Please pull out every line in the items below that contains the string "backboard", treating uppercase and lowercase as different.
--- Start of THE RECORDS ---
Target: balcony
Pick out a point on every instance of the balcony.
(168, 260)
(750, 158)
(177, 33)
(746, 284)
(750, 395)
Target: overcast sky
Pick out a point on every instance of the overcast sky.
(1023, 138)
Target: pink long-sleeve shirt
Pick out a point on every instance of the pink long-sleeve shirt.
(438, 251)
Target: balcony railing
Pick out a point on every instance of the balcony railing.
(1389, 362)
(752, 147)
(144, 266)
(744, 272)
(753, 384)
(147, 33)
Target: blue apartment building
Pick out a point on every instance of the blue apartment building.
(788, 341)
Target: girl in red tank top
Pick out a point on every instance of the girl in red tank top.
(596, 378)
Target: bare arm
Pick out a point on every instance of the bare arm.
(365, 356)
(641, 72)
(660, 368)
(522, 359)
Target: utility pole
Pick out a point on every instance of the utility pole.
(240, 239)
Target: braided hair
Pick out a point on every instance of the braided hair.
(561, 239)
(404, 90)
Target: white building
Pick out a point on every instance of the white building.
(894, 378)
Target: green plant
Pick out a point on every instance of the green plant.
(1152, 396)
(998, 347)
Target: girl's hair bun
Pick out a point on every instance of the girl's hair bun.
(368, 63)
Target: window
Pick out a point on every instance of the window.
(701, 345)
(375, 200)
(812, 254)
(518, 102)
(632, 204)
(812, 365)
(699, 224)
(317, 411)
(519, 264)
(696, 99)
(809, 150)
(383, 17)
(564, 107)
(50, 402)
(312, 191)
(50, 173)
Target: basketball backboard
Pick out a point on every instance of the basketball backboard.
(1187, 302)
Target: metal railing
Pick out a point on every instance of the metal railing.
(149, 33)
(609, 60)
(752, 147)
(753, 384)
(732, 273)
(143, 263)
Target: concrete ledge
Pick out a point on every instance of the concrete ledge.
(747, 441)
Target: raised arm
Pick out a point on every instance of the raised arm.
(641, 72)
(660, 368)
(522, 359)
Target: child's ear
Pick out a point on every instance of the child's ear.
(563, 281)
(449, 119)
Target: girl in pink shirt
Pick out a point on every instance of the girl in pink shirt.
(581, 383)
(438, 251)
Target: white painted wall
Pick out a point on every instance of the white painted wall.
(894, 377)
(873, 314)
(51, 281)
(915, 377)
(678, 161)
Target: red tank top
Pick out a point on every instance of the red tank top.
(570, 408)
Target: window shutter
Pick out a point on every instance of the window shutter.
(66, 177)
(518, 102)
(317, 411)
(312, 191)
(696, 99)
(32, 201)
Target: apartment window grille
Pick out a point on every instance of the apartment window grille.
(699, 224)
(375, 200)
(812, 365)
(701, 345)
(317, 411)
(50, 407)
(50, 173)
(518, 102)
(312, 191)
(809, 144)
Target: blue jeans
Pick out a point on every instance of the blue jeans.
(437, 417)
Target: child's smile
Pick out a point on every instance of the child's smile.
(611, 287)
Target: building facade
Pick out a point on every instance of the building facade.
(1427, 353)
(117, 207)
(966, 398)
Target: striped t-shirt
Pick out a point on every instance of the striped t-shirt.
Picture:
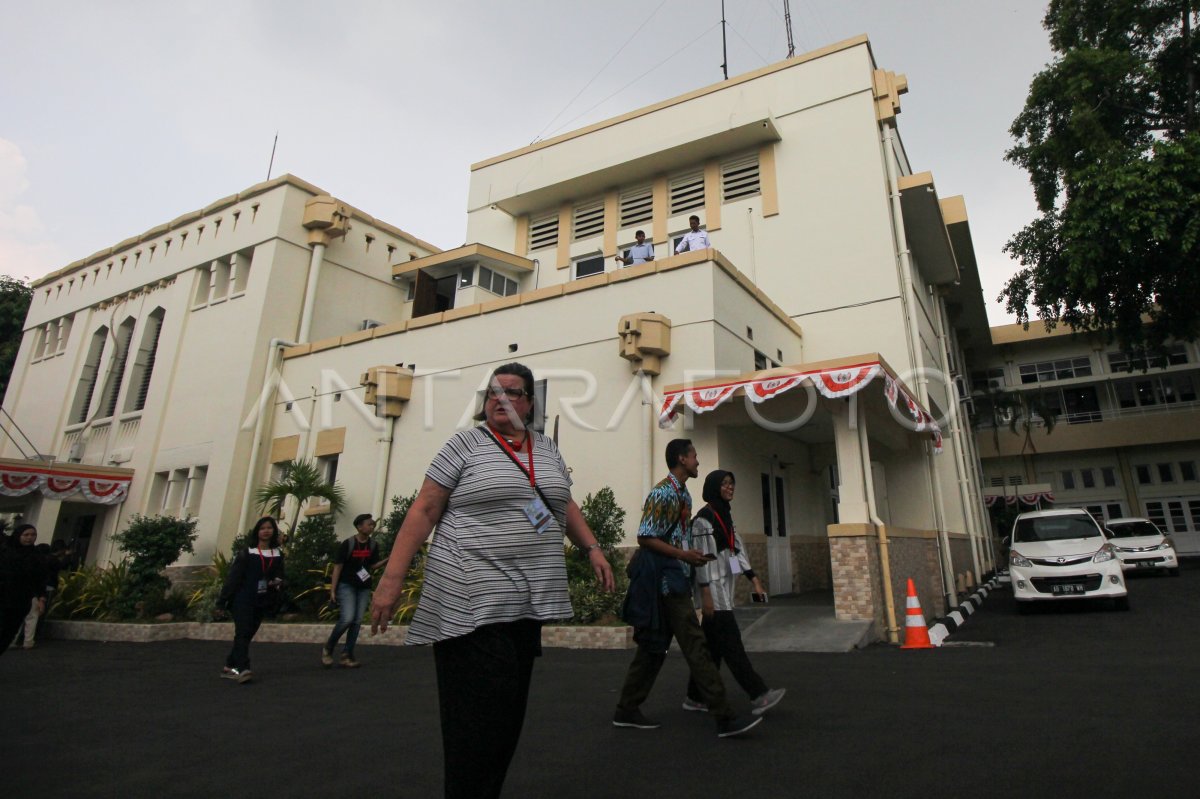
--- End of THE RECORDS ---
CORRECT RESPONSE:
Target: basketball backboard
Pick out a point on every instance of the basketball backboard.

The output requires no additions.